▶ **PROVIDED TEXT**

-*-

Posted January 11th 2011 at 1:53 pm by
in Aquaponics Project in Lynn

What is aquaponics anyway?

The Lynn Aquaponics series is about an effort in Lynn, Massachusetts to stimulate a green and socially equitable economy in Lynn, Massachusetts. One of their cornerstone projects is an aquaponics facility.

Aquaponics has attracted much attention as a novel type of sustainable agriculture [2].

But what is aquaponics?

Aquaponics is agriculture that combines hydroponics, the method of growing plants in nutrified water instead of soil, and aquaculture, the cultivation of fish for food [1]. Aquaponics not only produces plant and animal crops but also uses these fish and plants to recycle nutrients and waste in a sustainable, recirculating and ever-connected system. Its internal recycling system between animals and plants incorporates the nutrient recycling system that is found in natural environments.

aquaponics diagramA simple diagram of the nutrient cycle in an aquaponics system

The most important nutrient in this recycling system is nitrogen. Fish release two types of waste: dissolved nitrogen waste and solid waste. Bacteria in the water eventually convert the dissolved nitrogen waste into another type of waste called nitrate [2]. Nitrate is toxic to fish. In aquaculture systems that only raise fish, growers have to manually filter out the nitrate and throw it away as waste.

Aquaponics, on the other hand, grows plant crops that absorb nitrate through their roots. This nitrate absorption helps plant growth in addition to protecting the fish from poisonous dissolved waste.

In nature, fish’s solid waste is broken down not by bacteria but by earthworms. Some aquaponics systems include earthworms as one of their components in order to be better process solid waste. Such systems remove solid waste from the fish tank and put it into a compost system where the worms break down the solids into vermicompost, another nutrient-rich food source for plants [2].

-*-

▶ **LISTED ENTRIES**
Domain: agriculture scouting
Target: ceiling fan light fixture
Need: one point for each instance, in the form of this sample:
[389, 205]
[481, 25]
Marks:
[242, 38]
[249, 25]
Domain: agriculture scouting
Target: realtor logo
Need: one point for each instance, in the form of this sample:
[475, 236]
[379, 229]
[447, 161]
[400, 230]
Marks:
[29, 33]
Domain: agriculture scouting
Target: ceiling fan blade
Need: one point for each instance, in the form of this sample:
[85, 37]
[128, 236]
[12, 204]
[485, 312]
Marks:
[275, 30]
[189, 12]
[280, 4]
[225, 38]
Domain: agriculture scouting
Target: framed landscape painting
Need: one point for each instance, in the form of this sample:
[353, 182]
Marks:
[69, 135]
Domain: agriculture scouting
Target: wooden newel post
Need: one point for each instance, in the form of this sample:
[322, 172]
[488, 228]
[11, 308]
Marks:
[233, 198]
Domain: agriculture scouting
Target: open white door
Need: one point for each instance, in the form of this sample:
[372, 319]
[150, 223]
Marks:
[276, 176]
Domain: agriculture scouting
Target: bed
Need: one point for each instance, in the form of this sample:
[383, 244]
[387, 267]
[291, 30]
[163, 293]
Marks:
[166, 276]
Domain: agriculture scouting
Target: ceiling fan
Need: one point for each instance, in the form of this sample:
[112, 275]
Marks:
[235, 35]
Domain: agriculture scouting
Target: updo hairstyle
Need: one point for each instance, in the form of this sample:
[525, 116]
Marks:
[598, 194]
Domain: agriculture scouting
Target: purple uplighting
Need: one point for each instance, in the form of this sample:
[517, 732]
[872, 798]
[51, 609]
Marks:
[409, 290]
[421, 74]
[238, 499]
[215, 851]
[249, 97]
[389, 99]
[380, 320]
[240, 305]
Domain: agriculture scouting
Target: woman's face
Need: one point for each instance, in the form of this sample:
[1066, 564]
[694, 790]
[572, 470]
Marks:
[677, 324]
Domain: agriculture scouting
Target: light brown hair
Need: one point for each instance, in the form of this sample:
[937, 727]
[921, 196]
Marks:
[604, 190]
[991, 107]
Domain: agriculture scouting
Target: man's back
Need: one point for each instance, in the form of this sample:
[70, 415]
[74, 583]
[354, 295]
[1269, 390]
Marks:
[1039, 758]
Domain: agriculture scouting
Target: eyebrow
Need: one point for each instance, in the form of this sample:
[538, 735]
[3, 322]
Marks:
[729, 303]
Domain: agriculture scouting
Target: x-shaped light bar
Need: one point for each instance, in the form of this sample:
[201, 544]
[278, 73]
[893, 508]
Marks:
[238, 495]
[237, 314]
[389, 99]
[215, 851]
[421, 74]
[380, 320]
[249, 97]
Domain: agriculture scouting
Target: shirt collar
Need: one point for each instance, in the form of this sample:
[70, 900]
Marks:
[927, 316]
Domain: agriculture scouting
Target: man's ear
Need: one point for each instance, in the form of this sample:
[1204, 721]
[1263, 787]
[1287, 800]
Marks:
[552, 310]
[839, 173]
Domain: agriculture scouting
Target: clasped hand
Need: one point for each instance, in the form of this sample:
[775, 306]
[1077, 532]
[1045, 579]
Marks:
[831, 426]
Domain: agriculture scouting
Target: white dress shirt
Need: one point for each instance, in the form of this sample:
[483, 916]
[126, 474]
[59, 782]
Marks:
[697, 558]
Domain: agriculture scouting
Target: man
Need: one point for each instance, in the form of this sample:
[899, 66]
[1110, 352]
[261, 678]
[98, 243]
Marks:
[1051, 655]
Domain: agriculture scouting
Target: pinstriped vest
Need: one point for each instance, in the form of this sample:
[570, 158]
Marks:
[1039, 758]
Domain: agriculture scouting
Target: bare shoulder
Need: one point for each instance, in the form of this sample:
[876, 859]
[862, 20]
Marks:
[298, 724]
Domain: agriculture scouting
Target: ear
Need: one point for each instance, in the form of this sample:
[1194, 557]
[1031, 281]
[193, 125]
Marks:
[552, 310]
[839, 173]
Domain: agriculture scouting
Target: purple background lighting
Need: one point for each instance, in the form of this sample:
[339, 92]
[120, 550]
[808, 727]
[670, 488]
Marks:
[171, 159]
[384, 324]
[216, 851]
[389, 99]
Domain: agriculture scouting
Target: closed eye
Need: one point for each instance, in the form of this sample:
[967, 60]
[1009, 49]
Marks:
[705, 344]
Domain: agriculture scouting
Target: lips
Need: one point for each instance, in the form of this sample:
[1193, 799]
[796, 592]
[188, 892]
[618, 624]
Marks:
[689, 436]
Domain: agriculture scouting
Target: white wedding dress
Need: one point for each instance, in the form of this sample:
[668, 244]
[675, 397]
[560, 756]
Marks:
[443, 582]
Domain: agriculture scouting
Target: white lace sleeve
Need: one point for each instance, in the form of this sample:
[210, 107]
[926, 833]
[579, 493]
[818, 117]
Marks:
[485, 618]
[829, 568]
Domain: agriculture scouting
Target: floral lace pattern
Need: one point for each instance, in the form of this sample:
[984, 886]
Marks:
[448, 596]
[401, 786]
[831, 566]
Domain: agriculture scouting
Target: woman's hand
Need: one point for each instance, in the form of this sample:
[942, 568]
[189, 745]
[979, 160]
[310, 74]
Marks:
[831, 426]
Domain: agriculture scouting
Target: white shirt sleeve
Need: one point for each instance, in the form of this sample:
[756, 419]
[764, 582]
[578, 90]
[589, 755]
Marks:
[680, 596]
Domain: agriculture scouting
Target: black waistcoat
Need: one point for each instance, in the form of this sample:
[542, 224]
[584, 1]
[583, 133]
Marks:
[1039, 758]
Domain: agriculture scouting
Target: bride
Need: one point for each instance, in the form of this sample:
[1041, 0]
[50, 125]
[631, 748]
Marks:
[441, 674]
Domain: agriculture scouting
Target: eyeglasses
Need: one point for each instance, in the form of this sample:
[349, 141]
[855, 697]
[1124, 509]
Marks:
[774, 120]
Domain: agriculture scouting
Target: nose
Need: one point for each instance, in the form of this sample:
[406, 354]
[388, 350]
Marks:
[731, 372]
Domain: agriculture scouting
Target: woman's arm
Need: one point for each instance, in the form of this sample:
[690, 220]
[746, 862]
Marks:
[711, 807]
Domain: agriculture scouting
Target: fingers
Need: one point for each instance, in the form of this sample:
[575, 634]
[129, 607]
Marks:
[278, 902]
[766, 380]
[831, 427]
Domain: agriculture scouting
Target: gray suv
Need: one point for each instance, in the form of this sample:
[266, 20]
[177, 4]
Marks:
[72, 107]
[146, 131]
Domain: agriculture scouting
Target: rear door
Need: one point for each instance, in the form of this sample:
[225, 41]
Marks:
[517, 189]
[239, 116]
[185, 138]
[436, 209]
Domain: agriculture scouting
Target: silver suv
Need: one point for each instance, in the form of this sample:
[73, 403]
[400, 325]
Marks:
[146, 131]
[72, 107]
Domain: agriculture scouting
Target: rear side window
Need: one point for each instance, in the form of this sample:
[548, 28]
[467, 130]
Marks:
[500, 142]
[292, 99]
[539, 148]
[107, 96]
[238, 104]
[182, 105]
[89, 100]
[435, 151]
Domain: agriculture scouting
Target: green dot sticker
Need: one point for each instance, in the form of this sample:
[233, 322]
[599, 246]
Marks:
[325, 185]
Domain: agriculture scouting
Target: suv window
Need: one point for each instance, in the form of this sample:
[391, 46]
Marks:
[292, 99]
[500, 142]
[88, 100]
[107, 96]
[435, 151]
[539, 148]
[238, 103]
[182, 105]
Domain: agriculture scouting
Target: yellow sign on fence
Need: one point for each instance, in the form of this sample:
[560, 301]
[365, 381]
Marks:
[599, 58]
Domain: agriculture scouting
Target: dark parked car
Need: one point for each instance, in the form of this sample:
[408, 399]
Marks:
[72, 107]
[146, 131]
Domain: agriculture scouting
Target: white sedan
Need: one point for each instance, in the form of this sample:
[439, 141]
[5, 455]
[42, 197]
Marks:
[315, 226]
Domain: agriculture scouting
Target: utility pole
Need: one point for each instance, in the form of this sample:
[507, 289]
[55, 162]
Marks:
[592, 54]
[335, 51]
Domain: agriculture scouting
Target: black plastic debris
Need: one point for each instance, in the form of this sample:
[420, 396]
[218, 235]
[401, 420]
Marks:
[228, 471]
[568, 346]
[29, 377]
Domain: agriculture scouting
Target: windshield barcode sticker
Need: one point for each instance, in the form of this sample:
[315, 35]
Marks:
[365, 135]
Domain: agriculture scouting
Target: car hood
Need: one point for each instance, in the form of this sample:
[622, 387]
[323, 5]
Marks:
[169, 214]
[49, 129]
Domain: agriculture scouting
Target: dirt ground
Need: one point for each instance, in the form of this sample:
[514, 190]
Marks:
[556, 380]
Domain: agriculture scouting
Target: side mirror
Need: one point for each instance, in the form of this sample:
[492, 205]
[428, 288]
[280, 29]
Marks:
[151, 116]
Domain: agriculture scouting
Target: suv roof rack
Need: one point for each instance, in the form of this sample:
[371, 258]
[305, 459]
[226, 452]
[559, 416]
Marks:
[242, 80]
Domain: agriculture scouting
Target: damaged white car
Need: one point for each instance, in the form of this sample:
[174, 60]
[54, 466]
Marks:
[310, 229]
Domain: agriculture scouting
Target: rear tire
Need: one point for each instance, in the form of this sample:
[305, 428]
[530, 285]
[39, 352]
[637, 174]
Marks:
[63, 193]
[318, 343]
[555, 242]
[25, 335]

-*-

▶ **EXERCISE REQUIREMENTS**
1. According to the aquaponics post, why must growers in fish-only aquaculture systems filter out nitrate?
2. In the aquaponics post, rewrite the passage that begins with "Aquaponics has attracted" and ends with "in natural environments.", substituting "fish farming" for "aquaculture".
3. Continue the aquaponics post from where it stops.

▶ **OUTPUTS BY TASK**
1. Nitrate is toxic to fish. In systems that raise only fish, growers must filter it out by hand and discard it as waste. In aquaponics, plants absorb the nitrate through their roots instead.

2.
Aquaponics has attracted much attention as a novel type of sustainable agriculture [2].

But what is aquaponics?

Aquaponics is agriculture that combines hydroponics, the method of growing plants in nutrified water instead of soil, and fish farming, the cultivation of fish for food [1]. Aquaponics not only produces plant and animal crops but also uses these fish and plants to recycle nutrients and waste in a sustainable, recirculating and ever-connected system. Its internal recycling system between animals and plants incorporates the nutrient recycling system that is found in natural environments.

3.
One of the few outside inputs that aquaponics may need is fish feed. But even fish feed can come from the aquaponics system itself if growers grow duckweed, a water plant that many fish species eat.

Though many different species of fish can thrive in an aquaponics system, tilapia is one of the best suited for aquaponics [1]. Tilapia eat duckweed and adapt to a wide variety of water conditions. On the plant side, leafy vegetables like lettuce and herbs like basil thrive best in aquaponics [1].

Aquaponics systems can have a wide variety of appearances. Some, like the image below, feature pre-fabricated industrial-size tanks outfitted with complicated filtration technology while others, like the demonstration system in Lynn, are simpler, homemade setups of plastic barrels and piping.

industrial aquaponicsAn example of industrial-scale commercial aquaponics [3]

LCGD aquaponicsMembers of the LCGD assemble their homemade aquaponics system. Photo courtesy of Elisha Goodman.

Despite any differences in appearance, all successful aquaponics systems faithfully adapt the nutrient recycling process already found in nature.  The success of their harvests depends on daily maintenance of the chemical and biological balance between the plants and animals in the system.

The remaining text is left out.